| Work task |
Copy the whole text about the new Marriss House nursing facility word for word.

| Text section |
──────
Adult nursing students at the University of Chester have begun training at a new state-of-the-art education facility in the heart of the Wirral.
The multi-million pound project has seen an imposing building in the centre of Birkenhead transformed into a high-tech training centre complete with a fully equipped skills laboratory resembling a hospital ward.
“We aim to reach out to local residents looking to train as nurses”
The Marriss House facility, which was officially launched this week, also includes classrooms, space for group work and a library.
It is named after former deputy vice chancellor Professor Dorothy Marriss who has played a leading role in the development of nursing education in the region and was the first dean of the university’s faculty of health and social care.
Marriss House has already welcomed its first cohort of undergraduate adult nursing students, who will have the chance to practice clinical skills using virtual reality equipment.
──────
| Source information |
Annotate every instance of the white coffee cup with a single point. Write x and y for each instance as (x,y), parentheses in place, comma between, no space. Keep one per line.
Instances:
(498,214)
──────
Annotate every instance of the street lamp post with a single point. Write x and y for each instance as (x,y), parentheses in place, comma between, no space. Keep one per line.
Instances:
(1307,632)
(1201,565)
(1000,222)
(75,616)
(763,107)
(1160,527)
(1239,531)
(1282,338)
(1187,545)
──────
| Exercise output |
Adult nursing students at the University of Chester have begun training at a new state-of-the-art education facility in the heart of the Wirral.
The multi-million pound project has seen an imposing building in the centre of Birkenhead transformed into a high-tech training centre complete with a fully equipped skills laboratory resembling a hospital ward.
“We aim to reach out to local residents looking to train as nurses”
The Marriss House facility, which was officially launched this week, also includes classrooms, space for group work and a library.
It is named after former deputy vice chancellor Professor Dorothy Marriss who has played a leading role in the development of nursing education in the region and was the first dean of the university’s faculty of health and social care.
Marriss House has already welcomed its first cohort of undergraduate adult nursing students, who will have the chance to practice clinical skills using virtual reality equipment.